## Document passage
Many observers (myself included) did not hold out much hope for this program. The auditors were being hired by the banks. The compensation was likely to be minimal. The audits wouldn't look at the right factors. There were many issues to be nitpicked.

Well, thanks to the GMAC/Res Cap Chapter 11 bankruptcy, it turns out that we now have conclusive proof that someone is actually benefitting from the Independent Foreclosure Review. In fact, those who are benefitting are making out like proverbial bandits. So who are these blessed few? The auditors.

ResCap has stated in court filings that it expects to pay $12,500 per file to have 20,000 files reviewed. The total bill to PricewaterhouseCoopers? A cool quarter-billion dollars. That's billion, with a "b." $250,000,000 if you want to reduce it to numerals.

An audit that costly must be resulting in some hefty payouts to consumers, right? Wrong. ResCap expects to pay between $35 million and $60 million to consumers. Quite simply, this audit is nothing more than a big payday for the auditors.

It is also worth asking whether these audits will uncover any truths along the way. The companies being hired to review the foreclosure files are financial services consulting companies -- they have a major disincentive when it comes to rooting out the problems because they cannot afford to risk angering their customer base.

## What to do
a: In the foreclosure review passage, how much does ResCap expect to pay per file to have its files reviewed?
b: Resume the foreclosure review passage after its last sentence.

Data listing

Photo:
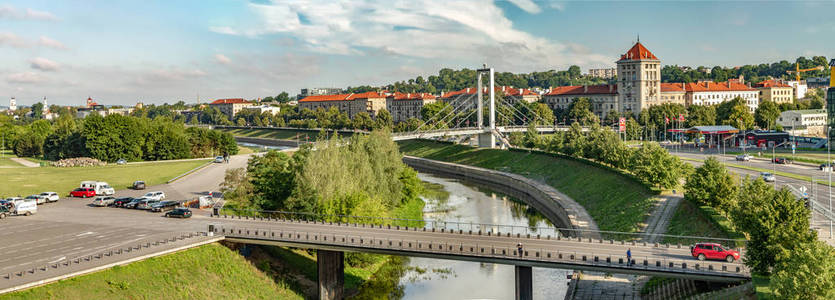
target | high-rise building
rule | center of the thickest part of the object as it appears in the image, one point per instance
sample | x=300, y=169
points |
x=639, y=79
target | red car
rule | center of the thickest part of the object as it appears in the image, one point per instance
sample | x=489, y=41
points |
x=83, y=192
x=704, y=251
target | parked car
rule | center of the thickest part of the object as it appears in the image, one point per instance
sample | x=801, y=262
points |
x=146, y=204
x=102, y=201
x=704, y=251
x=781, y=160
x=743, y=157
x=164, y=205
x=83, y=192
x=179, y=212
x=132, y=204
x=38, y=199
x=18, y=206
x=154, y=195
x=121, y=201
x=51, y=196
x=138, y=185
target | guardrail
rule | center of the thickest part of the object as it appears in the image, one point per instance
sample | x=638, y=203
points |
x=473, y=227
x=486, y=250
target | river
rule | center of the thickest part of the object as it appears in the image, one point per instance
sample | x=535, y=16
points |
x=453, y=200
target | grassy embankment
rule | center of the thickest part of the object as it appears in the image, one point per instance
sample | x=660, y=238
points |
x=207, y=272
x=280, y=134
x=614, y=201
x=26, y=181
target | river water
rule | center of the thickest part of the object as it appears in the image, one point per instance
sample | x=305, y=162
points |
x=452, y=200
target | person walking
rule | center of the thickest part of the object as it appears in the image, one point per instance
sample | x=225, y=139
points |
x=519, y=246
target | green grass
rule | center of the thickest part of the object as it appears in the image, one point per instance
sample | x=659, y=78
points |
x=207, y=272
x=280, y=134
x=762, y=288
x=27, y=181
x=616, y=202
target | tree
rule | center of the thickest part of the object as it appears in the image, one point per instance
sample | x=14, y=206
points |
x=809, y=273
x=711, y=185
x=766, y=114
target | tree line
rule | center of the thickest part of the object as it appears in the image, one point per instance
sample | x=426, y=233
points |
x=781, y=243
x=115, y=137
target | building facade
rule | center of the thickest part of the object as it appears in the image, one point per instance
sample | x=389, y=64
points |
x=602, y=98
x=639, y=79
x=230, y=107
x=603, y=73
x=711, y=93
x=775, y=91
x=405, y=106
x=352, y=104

## Final answers
a: $12,500 per file.

b:
This American Banker article raises even more questions about the legitimacy of this Independent Foreclosure Review. According to some unnamed Bank of America employees, the majority of the work done on BofA's file review was done by BofA employees, not employees of the auditor that BofA hired.

If those statements are true, then this is a major issue. A truly independent review would be conducted off-premises with no bank employee involvement. Having BofA employees intimately involved in the process leaves too much room for shenanigans, including the filtering-out of documents that would otherwise demonstrate wrongdoing.

At the end of the day, it would apppear that this Independent Foreclosure Review is nothing more than a big payday for financial services consulting firms -- which is about par for the course when you consider the entirety of the bubble, bust, and foreclosure crisis that's been taking place since the early Aughts.